**Aim:**
Starting at the line with "Guideline: for every instance of the textured", transcribe each line through the final one, both included, and add nothing.

Records contained in a dataset:
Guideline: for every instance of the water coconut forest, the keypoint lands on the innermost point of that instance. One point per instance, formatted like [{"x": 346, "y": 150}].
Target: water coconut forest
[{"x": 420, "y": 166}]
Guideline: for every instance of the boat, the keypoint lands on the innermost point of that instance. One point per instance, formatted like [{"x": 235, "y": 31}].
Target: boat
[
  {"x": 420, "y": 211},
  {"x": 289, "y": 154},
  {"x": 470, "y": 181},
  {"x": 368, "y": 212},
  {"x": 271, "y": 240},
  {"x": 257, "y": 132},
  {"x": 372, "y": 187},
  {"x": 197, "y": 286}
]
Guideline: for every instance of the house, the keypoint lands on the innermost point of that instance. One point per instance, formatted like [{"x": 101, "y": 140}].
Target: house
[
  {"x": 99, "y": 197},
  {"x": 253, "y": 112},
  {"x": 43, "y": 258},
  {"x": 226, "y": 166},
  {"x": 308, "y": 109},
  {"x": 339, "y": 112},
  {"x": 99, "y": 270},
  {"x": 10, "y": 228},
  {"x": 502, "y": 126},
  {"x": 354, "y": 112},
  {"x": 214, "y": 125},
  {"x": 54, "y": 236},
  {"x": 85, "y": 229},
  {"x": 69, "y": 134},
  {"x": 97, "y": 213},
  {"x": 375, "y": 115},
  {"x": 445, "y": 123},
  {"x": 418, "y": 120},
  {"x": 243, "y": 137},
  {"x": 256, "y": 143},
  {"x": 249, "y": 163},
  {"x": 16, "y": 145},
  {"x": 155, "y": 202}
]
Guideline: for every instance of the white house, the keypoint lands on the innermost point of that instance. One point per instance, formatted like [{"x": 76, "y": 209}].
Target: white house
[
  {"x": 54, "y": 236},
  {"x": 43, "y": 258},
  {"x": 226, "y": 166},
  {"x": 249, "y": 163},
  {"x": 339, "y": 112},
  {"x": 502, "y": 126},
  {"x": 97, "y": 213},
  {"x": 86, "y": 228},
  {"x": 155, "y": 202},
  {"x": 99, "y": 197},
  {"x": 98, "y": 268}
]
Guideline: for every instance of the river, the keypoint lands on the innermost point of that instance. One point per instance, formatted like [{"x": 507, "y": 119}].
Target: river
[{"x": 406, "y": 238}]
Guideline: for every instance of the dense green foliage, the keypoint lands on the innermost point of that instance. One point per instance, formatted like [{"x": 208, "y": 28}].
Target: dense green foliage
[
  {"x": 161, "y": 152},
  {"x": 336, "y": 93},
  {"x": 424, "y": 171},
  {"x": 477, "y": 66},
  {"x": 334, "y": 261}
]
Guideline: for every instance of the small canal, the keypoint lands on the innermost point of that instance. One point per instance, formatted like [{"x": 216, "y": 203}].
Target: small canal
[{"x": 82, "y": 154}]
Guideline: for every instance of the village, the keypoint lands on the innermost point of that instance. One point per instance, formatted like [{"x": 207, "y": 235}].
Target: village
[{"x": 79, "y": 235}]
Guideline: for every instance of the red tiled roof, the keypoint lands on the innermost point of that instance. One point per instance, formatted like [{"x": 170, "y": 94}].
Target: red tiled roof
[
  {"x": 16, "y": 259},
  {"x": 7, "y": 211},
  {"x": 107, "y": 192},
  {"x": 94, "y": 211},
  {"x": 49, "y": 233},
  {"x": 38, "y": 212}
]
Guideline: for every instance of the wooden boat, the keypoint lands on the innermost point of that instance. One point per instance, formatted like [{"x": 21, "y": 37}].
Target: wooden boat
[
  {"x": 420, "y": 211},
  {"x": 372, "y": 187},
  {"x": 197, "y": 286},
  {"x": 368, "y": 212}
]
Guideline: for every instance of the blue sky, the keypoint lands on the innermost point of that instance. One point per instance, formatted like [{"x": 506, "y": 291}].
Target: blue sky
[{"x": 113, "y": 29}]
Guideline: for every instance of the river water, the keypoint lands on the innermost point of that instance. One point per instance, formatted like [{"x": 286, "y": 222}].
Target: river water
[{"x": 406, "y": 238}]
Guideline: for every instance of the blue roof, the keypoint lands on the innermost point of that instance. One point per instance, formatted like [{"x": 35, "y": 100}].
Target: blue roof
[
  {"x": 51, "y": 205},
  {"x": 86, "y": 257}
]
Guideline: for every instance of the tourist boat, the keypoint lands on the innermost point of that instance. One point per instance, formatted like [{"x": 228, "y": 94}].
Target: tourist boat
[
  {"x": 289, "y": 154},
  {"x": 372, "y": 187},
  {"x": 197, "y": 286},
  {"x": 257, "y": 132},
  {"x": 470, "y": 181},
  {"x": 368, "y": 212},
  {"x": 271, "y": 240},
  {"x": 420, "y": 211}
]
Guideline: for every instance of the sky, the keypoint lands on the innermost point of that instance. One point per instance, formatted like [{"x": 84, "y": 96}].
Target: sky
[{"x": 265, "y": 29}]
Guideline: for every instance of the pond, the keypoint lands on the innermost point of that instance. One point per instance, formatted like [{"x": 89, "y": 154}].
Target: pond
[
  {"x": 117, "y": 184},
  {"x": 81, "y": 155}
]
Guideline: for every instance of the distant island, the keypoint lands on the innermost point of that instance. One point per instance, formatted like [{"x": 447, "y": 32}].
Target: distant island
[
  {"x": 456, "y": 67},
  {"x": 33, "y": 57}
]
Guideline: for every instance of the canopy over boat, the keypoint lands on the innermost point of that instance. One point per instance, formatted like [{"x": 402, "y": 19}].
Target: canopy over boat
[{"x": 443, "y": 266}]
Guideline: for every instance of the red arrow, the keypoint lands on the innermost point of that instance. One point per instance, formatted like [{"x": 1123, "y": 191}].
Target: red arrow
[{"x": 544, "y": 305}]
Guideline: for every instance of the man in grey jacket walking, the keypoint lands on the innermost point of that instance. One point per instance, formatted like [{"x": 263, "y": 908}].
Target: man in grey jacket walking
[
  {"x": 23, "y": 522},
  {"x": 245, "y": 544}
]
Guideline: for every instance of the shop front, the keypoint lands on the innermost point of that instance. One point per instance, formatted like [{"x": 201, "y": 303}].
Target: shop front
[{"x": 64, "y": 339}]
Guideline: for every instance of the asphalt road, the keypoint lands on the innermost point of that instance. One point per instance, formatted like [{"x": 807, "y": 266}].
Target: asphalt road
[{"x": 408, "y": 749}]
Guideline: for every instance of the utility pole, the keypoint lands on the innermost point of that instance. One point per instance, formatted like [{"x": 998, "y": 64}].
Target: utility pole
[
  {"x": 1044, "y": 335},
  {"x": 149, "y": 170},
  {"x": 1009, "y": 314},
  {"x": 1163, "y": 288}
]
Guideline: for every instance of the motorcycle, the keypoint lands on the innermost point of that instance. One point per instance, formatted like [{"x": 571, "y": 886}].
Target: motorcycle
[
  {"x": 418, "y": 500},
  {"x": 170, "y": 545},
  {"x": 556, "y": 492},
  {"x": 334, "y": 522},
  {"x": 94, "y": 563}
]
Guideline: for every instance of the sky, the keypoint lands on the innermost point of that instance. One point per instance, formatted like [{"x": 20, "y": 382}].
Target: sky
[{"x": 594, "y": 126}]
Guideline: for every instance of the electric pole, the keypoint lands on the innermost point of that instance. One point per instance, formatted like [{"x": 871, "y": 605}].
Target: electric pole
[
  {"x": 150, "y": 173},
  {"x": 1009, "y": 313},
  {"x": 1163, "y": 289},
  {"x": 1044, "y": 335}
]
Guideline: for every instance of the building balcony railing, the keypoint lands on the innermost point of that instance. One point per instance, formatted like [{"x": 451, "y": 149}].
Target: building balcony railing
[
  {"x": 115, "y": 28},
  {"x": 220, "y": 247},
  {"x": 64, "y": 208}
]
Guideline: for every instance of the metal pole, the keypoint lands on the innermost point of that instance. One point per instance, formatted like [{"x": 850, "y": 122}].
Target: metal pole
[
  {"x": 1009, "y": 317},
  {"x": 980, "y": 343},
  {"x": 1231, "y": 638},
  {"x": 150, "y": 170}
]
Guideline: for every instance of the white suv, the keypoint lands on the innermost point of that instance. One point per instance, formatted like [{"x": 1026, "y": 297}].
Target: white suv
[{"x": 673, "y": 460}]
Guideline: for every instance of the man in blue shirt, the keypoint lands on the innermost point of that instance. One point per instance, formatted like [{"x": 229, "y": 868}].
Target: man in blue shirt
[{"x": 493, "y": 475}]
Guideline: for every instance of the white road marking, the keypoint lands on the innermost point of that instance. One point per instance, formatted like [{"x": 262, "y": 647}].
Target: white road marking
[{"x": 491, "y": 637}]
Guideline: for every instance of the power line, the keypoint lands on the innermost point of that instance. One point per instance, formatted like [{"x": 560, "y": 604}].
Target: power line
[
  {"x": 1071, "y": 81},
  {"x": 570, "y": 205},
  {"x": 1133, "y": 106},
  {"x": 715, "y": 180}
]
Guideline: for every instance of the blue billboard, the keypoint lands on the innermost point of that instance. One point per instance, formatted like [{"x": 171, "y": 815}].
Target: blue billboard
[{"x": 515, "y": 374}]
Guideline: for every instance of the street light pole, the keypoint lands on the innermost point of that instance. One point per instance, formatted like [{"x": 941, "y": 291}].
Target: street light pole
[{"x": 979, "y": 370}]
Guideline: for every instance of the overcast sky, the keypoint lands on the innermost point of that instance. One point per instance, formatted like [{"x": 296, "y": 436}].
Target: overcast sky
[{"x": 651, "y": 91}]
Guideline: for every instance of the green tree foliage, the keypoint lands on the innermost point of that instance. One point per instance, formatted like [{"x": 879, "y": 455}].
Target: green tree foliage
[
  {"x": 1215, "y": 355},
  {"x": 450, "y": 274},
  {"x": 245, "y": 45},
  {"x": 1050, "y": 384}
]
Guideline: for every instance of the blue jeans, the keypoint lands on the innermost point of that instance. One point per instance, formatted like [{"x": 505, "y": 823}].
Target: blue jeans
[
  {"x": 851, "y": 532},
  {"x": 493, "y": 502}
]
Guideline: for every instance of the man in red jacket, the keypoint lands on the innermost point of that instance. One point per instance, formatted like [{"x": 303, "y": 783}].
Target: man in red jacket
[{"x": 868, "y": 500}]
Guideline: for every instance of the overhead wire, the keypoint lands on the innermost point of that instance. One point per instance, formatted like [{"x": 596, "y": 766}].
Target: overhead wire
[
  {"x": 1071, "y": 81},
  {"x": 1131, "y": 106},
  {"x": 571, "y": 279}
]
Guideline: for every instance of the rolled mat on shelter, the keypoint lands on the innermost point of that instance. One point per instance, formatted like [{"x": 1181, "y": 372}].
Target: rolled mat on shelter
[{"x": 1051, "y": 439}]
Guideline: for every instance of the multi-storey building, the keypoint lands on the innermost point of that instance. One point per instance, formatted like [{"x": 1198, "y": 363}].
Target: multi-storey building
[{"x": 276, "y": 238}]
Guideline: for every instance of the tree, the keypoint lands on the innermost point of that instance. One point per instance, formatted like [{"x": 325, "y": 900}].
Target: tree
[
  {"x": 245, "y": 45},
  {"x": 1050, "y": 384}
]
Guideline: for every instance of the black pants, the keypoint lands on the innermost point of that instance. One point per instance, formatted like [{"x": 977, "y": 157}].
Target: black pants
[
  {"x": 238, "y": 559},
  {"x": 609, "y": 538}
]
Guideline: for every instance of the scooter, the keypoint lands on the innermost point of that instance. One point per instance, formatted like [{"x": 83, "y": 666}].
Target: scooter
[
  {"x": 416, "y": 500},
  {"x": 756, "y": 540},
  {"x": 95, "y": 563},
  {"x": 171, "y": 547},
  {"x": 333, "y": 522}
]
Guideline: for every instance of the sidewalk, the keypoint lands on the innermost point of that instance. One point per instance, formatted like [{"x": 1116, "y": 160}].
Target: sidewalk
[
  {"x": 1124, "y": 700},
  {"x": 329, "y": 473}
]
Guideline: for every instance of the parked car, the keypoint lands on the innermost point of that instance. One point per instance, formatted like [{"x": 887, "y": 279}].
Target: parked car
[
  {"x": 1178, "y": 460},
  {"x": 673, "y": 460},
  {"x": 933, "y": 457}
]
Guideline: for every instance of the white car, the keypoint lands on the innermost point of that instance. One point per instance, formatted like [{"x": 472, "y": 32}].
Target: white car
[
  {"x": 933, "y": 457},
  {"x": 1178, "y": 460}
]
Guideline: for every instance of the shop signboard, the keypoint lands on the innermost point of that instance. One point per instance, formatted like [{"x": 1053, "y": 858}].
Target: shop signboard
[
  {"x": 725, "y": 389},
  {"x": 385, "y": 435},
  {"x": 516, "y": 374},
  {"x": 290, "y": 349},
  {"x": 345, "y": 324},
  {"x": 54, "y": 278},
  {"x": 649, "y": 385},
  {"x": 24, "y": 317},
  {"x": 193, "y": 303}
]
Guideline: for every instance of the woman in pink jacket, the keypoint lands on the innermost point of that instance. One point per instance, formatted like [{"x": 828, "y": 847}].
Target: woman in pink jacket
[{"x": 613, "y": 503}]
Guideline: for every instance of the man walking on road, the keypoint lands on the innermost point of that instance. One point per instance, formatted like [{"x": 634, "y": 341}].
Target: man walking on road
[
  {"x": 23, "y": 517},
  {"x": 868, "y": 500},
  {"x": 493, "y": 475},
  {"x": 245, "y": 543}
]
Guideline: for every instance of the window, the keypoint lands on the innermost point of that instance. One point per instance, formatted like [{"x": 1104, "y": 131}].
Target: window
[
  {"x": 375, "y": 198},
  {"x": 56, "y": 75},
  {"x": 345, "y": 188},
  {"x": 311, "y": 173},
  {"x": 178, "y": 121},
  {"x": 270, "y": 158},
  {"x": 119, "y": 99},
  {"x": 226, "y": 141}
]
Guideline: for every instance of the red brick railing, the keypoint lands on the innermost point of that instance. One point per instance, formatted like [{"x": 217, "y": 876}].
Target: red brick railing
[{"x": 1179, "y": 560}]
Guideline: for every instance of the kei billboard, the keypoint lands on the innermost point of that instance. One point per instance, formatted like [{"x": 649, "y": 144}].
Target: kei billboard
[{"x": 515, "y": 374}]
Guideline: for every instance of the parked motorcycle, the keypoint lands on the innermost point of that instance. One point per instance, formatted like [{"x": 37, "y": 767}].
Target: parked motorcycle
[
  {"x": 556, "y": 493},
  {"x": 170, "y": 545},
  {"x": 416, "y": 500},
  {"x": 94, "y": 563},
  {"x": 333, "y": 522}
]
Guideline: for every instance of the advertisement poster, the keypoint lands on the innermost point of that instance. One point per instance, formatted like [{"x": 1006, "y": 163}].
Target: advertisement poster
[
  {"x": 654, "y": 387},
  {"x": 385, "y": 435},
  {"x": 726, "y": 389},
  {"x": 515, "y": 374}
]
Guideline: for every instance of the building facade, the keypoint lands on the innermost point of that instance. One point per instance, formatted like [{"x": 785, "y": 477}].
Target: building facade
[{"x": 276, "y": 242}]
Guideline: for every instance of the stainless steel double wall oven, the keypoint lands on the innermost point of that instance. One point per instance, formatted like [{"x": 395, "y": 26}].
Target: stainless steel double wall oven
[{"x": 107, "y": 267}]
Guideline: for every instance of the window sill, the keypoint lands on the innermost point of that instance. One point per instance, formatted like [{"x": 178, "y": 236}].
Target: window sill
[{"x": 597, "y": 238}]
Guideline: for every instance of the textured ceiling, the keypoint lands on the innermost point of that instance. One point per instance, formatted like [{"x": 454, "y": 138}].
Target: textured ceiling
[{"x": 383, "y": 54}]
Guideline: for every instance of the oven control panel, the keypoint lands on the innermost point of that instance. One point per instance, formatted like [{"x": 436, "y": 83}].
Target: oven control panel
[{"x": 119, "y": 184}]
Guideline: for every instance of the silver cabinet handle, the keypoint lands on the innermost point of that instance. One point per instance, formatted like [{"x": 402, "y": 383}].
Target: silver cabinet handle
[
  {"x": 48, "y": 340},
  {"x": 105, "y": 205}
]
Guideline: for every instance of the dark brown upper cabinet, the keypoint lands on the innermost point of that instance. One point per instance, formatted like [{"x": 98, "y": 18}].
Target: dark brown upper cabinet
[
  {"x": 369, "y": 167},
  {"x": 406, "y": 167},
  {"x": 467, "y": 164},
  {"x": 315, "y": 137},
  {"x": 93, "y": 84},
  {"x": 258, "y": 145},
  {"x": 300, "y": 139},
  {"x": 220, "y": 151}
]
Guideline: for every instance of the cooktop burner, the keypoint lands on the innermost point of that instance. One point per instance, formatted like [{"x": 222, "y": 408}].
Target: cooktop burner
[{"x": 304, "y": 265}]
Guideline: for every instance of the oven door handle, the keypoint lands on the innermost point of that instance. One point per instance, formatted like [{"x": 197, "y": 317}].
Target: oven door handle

**Correct answer:**
Guideline: for every instance of the textured ceiling, the keypoint lands on the innermost point of that instance. One point per instance, formatted like [{"x": 454, "y": 138}].
Target: textured ceiling
[{"x": 383, "y": 54}]
Guideline: for every instance of the oven control panel, the keypoint lands on the innermost point of that instance. One point per instance, formatted like [{"x": 436, "y": 83}].
Target: oven control panel
[{"x": 119, "y": 184}]
Guideline: for every instance of the silver cabinet handle, the keypoint lands on the innermost point of that instance. One point per instance, formatted like [{"x": 402, "y": 383}].
Target: silver cabinet handle
[
  {"x": 48, "y": 340},
  {"x": 105, "y": 205}
]
Guideline: for every instance of the dark brown upper cabinet, the keypoint lands on the innermost point of that instance. One point per instance, formatted like [{"x": 98, "y": 18}].
Target: dark brown upper cabinet
[
  {"x": 369, "y": 167},
  {"x": 406, "y": 167},
  {"x": 467, "y": 164},
  {"x": 315, "y": 137},
  {"x": 93, "y": 84},
  {"x": 258, "y": 145},
  {"x": 300, "y": 139},
  {"x": 220, "y": 151}
]
Guideline: for every instance of the cooktop burner, the keypoint lands on the innermost point of that instance. One point per instance, formatted like [{"x": 222, "y": 408}].
Target: cooktop burner
[{"x": 304, "y": 265}]
Guideline: for every instance of the oven door handle, the keypoint lands on the innermost point of that instance. One point per instance, formatted like [{"x": 197, "y": 317}].
Target: oven door handle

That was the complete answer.